» **Dataset items**
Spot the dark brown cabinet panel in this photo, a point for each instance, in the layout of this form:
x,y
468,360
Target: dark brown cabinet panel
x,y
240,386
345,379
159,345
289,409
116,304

» **REQUIRED ACTION**
When you reach this point, go back and write out each record above exactly.

» **ANSWER BOX**
Spot the dark brown cabinet panel in this photo, a point for each instance, in the layout of this form:
x,y
468,360
Target: dark brown cabinet panel
x,y
240,386
345,379
159,345
289,409
116,304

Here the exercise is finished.